# [Raw data]
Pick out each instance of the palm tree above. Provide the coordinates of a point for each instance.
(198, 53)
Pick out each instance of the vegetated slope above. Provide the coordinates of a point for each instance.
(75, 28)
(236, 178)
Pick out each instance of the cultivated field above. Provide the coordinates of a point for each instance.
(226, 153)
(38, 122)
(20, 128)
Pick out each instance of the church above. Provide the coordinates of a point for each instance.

# [Aim of the exercise]
Copy out the records from the line that contains "Pick out each instance of the vegetated" through the end of the records, replacing "church" with "chapel" and leaving everything else unchanged.

# [The answer]
Pick out each instance of the vegetated slope above. Provide the coordinates of a point for each instance.
(75, 28)
(236, 178)
Pick out each instance of the cultivated field above. Provide the coordinates of a point for each instance.
(226, 153)
(38, 122)
(20, 128)
Pick out each instance of the chapel above. Provide the coordinates of a point for each instance.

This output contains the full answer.